In the records below, find the lines that include "matching" and copy each.

MATERIAL TO PROCESS:

──────────────────────────────

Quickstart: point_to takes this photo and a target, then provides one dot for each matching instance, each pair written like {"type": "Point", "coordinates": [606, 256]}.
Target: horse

──────────────────────────────

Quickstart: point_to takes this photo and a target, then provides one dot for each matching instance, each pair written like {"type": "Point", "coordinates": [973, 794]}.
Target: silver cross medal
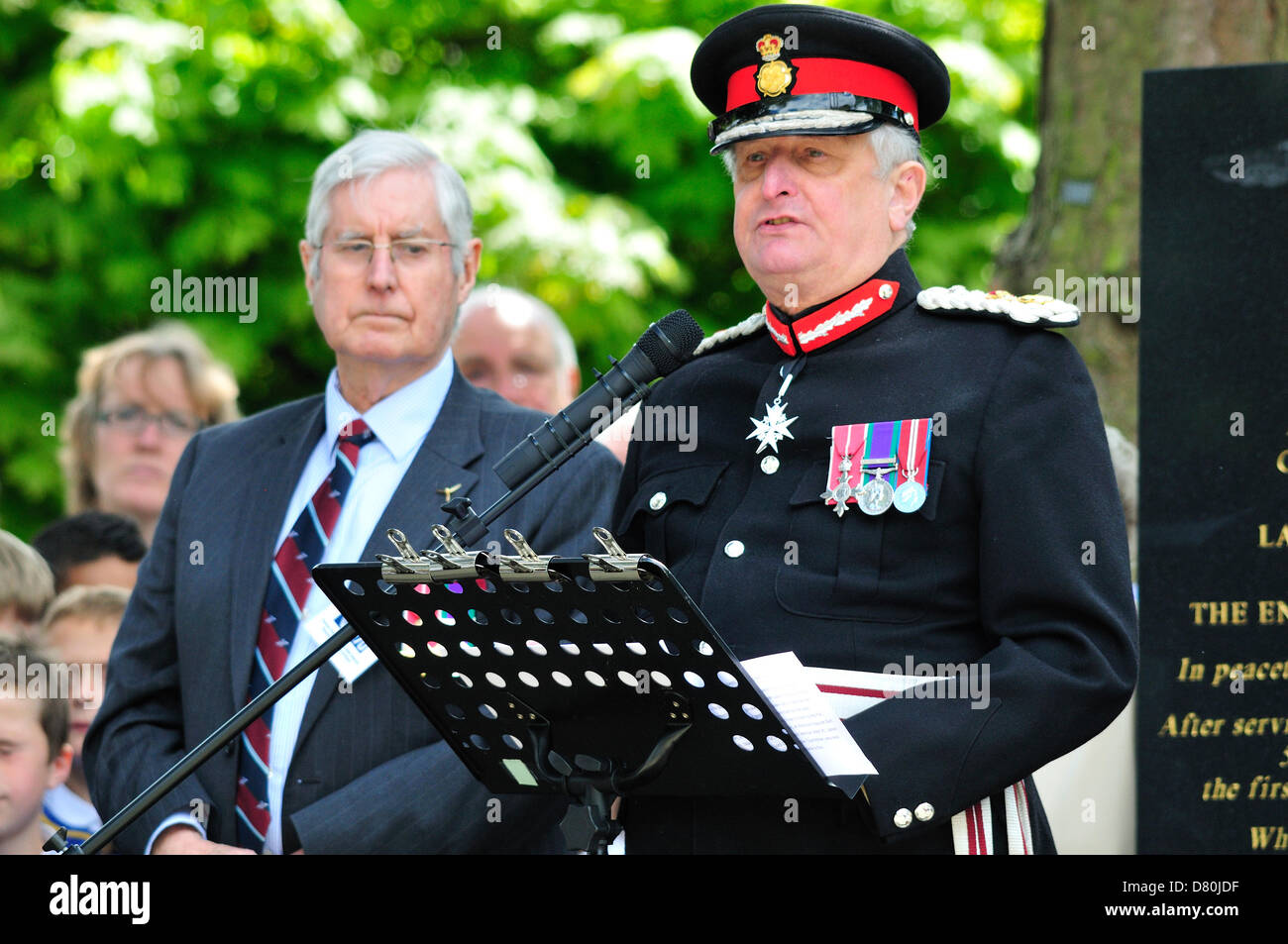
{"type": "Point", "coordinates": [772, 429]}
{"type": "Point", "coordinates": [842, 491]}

──────────────────────────────

ANSWER TO THE EXERCISE:
Quickstart: point_to takes this photo and a target, then provides one dot for each matching instance, each pair written like {"type": "Point", "coordinates": [606, 256]}.
Quickstart: point_to takes this photo and a target, then provides one dot for each matching instance, each pair written like {"type": "Point", "coordinates": [973, 794]}.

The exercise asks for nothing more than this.